» **What is expected**
Write out the whole listing exactly as it stands.

» **Records for this task**
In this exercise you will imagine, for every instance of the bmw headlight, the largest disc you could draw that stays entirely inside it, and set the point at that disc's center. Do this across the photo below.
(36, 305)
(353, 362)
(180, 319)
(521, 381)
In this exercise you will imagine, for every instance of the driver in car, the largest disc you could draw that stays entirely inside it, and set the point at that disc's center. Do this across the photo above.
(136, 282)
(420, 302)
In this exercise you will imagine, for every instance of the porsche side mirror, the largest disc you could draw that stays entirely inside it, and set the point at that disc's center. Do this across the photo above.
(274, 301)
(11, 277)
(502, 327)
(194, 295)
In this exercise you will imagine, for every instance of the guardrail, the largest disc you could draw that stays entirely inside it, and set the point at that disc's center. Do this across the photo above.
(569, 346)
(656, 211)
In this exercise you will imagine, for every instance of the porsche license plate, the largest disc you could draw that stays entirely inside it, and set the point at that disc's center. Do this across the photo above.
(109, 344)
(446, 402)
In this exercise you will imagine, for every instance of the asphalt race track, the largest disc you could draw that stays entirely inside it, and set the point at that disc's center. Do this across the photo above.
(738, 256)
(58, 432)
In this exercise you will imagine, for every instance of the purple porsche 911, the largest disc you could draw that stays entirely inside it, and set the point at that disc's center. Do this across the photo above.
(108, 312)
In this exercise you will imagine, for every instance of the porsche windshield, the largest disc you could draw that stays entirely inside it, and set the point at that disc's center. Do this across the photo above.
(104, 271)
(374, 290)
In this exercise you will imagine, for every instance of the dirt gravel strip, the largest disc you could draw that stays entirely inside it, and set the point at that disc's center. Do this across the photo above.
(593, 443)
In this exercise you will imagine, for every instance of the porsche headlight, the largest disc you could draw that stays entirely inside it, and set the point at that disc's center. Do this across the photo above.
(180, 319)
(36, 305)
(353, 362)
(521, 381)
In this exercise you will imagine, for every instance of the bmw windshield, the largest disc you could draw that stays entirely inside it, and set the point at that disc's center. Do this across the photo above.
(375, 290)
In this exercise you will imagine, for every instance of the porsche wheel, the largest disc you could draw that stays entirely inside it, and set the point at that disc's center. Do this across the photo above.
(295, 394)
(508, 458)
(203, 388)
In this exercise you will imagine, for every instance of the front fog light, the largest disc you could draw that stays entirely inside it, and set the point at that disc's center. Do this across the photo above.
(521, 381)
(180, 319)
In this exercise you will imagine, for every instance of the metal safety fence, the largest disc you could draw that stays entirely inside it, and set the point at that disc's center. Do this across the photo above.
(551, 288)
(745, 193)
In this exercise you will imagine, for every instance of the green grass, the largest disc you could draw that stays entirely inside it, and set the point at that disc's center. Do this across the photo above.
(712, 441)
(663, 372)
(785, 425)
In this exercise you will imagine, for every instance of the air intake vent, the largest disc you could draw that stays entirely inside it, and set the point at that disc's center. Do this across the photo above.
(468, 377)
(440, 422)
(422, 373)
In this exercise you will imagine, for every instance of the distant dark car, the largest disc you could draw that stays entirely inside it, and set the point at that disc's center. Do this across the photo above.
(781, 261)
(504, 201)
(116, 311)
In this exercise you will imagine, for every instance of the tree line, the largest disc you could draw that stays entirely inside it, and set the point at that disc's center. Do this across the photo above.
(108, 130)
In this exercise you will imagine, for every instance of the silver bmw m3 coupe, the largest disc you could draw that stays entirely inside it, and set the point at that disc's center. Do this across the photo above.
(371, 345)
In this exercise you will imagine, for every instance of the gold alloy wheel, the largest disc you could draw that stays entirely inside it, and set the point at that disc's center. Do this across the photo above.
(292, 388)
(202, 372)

» **The response**
In this exercise you will imagine, for every instance of the bmw headlight, the largest disc you could draw that stays entirely inside it, and set the point at that disc's center. Do this across the photo below.
(36, 305)
(353, 362)
(180, 319)
(521, 381)
In this exercise you will imagine, for every instance of the driver in car, the largest disc you could draw that stays entirely inside it, and set the point at that disc's center. Do this across the photo above.
(136, 282)
(420, 302)
In this exercise you will imagine, for every instance of the porsche side mirror, the largest disc you could draw that stays entirely inside it, and set the point at that disc's center. Do this across the photo above.
(274, 301)
(11, 277)
(502, 327)
(194, 295)
In this exercise you will imagine, for every instance of the guardrail, the largest disc you could draw that stays entirely inside it, and set the point at that disc's center. Do this across the photo above.
(569, 346)
(656, 211)
In this exercise you will imagine, for every instance of the porsche license plate, the largest disc you could draw that stays entirely inside it, and set the point at that disc's center. Do this across the photo above.
(109, 344)
(446, 402)
In this exercise you will imagine, for every instance of the asphalt race track, the largest disc you could draw that stays entirely inside it, and set the point at that disc's center. Do this across the photo above.
(738, 256)
(58, 432)
In this exercise you will imagine, for every instance of the purple porsche 911, the largest disc you could draw that stays entirely inside it, and set the point at that disc's center. Do this across the photo above.
(108, 312)
In this exercise you will imagine, for every instance of the porsche windshield, the largest disc you could draw that stays entirely inside it, and set the point at that disc's center. Do this across the photo above.
(104, 271)
(374, 290)
In this exercise you will imagine, for every instance of the dirt gravel strip, the largest disc you could draw that stays entirely inside it, and set the point at that disc's center. Do this across the photo above.
(593, 443)
In this exercise you will imagine, for every instance of the porsche headlight, the largest disc you could draw that stays entirely inside it, and set the point at that disc's center. Do this across the photo above.
(180, 319)
(36, 305)
(353, 362)
(521, 381)
In this exercise you will imagine, for every instance of the bmw windshield, the largest disc you could draw that stays entirely inside it, and set the point at that disc's center. Do this across the photo above.
(375, 290)
In this exercise you will imagine, for every instance of the porsche wheel, the largest disc you could draw that stays entirely inside it, and set the point at that disc's center. Do this across the photo above.
(295, 394)
(508, 458)
(203, 388)
In this exercise you will imagine, for every instance of the front fog light, the largest disc you could draw that stays entirely inside it, and set the point at that disc's center. Do this across the photo above.
(521, 381)
(180, 319)
In this exercise you will imagine, for every instance of the metal safety fence, the largest disc you could draw that stays entirely inside it, and set the point at that disc's center. Do this across the photo above.
(551, 288)
(745, 193)
In this exercise you will imagine, for every instance of the green grass, the largest disc you could draw that stays entirely inside it, and set the point at that disc's center. Do this across the photo above.
(712, 441)
(663, 372)
(785, 425)
In this exercise you will imagine, for every instance of the air intake vent, the largest disc you could draw that stays entirely inside it, and set the point at that disc's center. Do this across the photo above.
(468, 377)
(440, 422)
(422, 373)
In this exercise you will imagine, for every instance of the distant dark car, the largest disc you could draw that stays entirely inside it, and set the point at that disc's center. Do this across the photo above.
(781, 261)
(504, 201)
(116, 311)
In this exercise you will imagine, for every instance of the tree line, the largest disc you could draw that stays entirely inside it, and set the point at that disc's center. Do this across the photo above.
(108, 130)
In this exercise you will imagine, for every instance of the silver bmw m3 coupe, the largest disc you could draw that stays entirely inside it, and set the point at that disc's center. Do this across the photo above.
(371, 345)
In this exercise you will imagine, for every instance of the gold alloy wheel, the largest disc you could draw that stays entirely inside it, and set the point at that disc's center. Do this across the photo above.
(292, 388)
(202, 372)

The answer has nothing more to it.